_Exercise directions_. In the listing that follows, the range to quote begins at the line that has "Find the mirror glass" and ends after the line that has "Find the wooden drawer"; quote it verbatim and add nothing.

Start of Data in this exercise

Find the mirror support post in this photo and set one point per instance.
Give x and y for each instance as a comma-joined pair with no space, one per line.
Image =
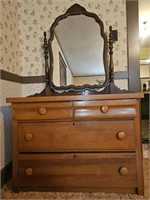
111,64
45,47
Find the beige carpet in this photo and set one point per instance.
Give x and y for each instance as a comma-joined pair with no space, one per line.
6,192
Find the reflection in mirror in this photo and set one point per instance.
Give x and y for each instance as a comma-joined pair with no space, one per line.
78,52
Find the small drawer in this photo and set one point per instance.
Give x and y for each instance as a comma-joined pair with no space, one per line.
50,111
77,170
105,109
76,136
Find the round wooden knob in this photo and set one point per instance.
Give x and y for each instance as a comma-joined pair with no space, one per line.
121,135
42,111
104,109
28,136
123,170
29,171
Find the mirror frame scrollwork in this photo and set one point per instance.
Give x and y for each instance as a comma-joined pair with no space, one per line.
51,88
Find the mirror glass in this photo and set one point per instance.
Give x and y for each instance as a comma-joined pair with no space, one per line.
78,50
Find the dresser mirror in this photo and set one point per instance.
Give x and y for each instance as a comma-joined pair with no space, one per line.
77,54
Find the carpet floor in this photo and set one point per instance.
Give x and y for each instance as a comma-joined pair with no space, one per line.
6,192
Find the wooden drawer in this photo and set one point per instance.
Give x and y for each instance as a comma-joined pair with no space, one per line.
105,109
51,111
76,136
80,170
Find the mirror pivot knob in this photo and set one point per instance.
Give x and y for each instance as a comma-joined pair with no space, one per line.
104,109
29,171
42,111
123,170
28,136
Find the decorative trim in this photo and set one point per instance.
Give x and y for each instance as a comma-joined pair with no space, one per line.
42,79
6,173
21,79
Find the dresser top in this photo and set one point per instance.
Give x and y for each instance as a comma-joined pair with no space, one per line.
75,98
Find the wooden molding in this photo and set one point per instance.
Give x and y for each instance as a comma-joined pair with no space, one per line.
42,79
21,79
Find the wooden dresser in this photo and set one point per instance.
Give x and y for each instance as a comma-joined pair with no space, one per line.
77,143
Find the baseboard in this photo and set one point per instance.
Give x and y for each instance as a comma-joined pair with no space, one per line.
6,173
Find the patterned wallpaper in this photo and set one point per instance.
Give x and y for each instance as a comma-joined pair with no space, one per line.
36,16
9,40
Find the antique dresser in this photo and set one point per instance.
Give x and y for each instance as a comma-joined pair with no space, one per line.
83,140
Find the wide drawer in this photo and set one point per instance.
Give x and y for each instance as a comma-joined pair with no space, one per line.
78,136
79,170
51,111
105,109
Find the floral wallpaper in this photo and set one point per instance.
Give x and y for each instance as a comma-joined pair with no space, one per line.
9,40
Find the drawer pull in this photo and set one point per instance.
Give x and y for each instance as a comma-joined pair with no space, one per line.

End of Data in this exercise

_Result of this task_.
Find the mirror glass in this photo and set one point per instance.
Give x and y for each instance as a comma-joined pair with no space, one per line.
78,50
Find the dresser mirror in this photo and set one point per instance.
Give x and y for each instance as a comma-joined pair with no space, one per line.
77,54
Find the carpet floor in this photo and set one point per instance.
Give x and y for each instance as a comma-joined pair with no space, one per line.
6,192
Find the wooden drawer in this photo and set one point per instance.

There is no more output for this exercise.